* TAREFAS PROPOSTAS *
a - Reproduza sem alterações o trecho do texto sobre espiritualidade que vai de "A Bíblia, texto" a "narrativa de Lucas.".
b - Retome o texto sobre espiritualidade a partir do ponto em que ele termina.

Educação para a Espiritualidade

Por: João Luiz Correia Júnior

Introdução

Espiritualidade é um modo de viver, um estilo de vida, um caminho a seguir inspirado em princípios, valores, elementos essenciais, enfim, um espirito que move à ação.

A “espiritualidade” é, portanto, a vida segundo um “espirito” (energia, força vital que anima e impulsiona o desejo de viver…).

De algum modo, todo ser humano caminha na vida motivado por um espirito que o move, que o direciona, que dá sentido à sua existência.

1 Um Olhar a partir da Bíblia

A Bíblia, texto produzido no mundo antigo e que por isso deve ser interpretada com os devidos cuidados à luz dos conhecimentos contemporâneos, ao tratar desse tema, coloca o ser humano adulto, na maturidade da fé, diante da necessidade constante de optar entre dois espíritos concebidos como antagônicos, que movem a humanidade ao longo dos séculos: o espírito deste mundo e o espirito divino.

Duas narrativas semelhantes sobre Jesus, colocam-no diante dessa opção fundamental: uma está no Evangelho segundo Lucas (4,1-13), e a outra narrativa está no Evangelho segundo Mateus (4,1-11). Tomemos a narrativa de Lucas.

Lc 4,1-13 é uma belíssima narrativa sobre o início da missão de Jesus, que lembra as diversas tomadas de decisão que temos de tomar diante das encruzilhadas da vida. É uma excelente mensagem educativa, que desperta para a responsabilidade pessoal diante das tomadas de decisão em inúmeras situações.

O texto apresenta os tradicionais dois caminhos que remete à clássica opção que se tem de tomar entre o bem e o mal:

Lc 4,1 Repleto do Espírito Santo, Jesus voltou do rio Jordão, e era conduzido pelo Espírito através do deserto. 2 Aí ele foi tentado pelo diabo durante quarenta dias. Não comeu nada nesses dias e, depois disso, sentiu fome. 3 Então o diabo disse a Jesus: «Se tu és Filho de Deus, manda que essa pedra se torne pão.» 4 Jesus respondeu: «A Escritura diz: ‘Não só de pão vive o homem’.» 5 O diabo levou Jesus para o alto. Mostrou-lhe por um instante todos os reinos do mundo. 6 E lhe disse: «Eu te darei todo o poder e riqueza desses reinos, porque tudo isso foi entregue a mim, e posso dá-lo a quem eu quiser. 7 Portanto, se te ajoelhares diante de mim, tudo isso será teu.» 8 Jesus respondeu: «A Escritura diz: ‘Você adorará o Senhor seu Deus, e somente a ele servirá’.» 9 Depois o diabo levou Jesus a Jerusalém, colocou-o na parte mais alta do Templo. E lhe disse: «Se tu és Filho de Deus, joga-te daqui para baixo. 10 Porque a Escritura diz: ‘Deus ordenará aos seus anjos a teu respeito, que te guardem com cuidado’. 11 E mais ainda: ‘Eles te levarão nas mãos, para que não tropeces em nenhuma pedra’.» 12 Mas Jesus respondeu: «A Escritura diz: ‘Não tente o Senhor seu Deus’.» 13 Tendo esgotado todas as formas de tentação, o diabo se afastou de Jesus, para voltar no tempo oportuno (BÍBLIA EDIÇÃO PASTORAL, ON-LINE)

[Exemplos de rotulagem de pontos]
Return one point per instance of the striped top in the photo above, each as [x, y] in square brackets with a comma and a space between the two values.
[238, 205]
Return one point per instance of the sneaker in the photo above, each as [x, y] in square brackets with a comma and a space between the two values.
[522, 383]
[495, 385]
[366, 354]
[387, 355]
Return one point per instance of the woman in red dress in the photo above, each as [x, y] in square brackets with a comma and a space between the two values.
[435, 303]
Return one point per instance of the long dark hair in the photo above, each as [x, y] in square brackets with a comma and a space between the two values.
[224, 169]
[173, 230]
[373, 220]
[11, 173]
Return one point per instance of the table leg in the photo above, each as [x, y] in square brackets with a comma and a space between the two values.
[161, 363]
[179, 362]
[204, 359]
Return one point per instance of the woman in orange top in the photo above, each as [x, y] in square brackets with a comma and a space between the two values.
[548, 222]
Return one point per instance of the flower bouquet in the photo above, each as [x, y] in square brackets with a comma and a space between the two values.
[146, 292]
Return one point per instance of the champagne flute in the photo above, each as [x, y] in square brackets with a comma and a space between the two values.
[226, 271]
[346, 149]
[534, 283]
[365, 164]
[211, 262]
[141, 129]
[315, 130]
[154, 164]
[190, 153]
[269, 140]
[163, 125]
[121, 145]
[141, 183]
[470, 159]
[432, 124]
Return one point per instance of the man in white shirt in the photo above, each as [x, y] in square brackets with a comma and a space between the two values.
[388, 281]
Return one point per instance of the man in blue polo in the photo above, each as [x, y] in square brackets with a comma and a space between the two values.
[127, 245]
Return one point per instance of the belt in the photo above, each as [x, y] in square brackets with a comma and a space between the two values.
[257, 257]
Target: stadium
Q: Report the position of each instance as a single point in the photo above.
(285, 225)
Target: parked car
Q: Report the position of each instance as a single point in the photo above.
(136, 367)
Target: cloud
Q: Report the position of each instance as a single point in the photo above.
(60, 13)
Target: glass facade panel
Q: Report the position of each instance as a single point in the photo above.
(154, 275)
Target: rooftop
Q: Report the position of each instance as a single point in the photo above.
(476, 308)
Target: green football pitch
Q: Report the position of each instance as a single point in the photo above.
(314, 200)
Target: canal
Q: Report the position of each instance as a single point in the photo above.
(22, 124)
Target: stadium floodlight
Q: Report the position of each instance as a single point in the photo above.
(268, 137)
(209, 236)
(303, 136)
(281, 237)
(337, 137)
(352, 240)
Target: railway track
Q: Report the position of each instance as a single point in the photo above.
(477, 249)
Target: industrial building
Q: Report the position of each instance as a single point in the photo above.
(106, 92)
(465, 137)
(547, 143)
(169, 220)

* RESULTADOS DO EXERCÍCIO *
a -
A Bíblia, texto produzido no mundo antigo e que por isso deve ser interpretada com os devidos cuidados à luz dos conhecimentos contemporâneos, ao tratar desse tema, coloca o ser humano adulto, na maturidade da fé, diante da necessidade constante de optar entre dois espíritos concebidos como antagônicos, que movem a humanidade ao longo dos séculos: o espírito deste mundo e o espirito divino.

Duas narrativas semelhantes sobre Jesus, colocam-no diante dessa opção fundamental: uma está no Evangelho segundo Lucas (4,1-13), e a outra narrativa está no Evangelho segundo Mateus (4,1-11). Tomemos a narrativa de Lucas.

b -
Jesus foi tentado pelo diabo (espirito deste mundo)

Diabo é uma palavra que vem do latim, diabolu, e por sua vez originado do grego antigo διάβολος, /doábolos/, significa “maledicente”, “caluniador”, “acusador”, “opositor”, “adversário”, que tem a função de “desunir” (RUSCONI, 2003, p. 122, DICIONÁRIO DO GREGO DO NOVO TESTAMENTO).

E são enumeradas três tentações:

1) “Se és o filho de Deus, manda que esta pedra se transforme em pão”.

2) “Eu te darei todo este poder dos reinos da terra se te prostrares diante de mim”.

3) “Se és o Filho de Deus, atira-te para baixo porque os anjos te guardam”

Contudo, Jesus não se deixou cair diante das tentações dessa força maléfica. Ele estava imbuído, animado, influenciado pela força de um outro Espírito, o mesmo que animava os Profetas e Profetisas da Bíblia, conforme está escrito em Lucas 4,18: “O Espirito do Senhor (o Deus de Israel) está sobre mim”.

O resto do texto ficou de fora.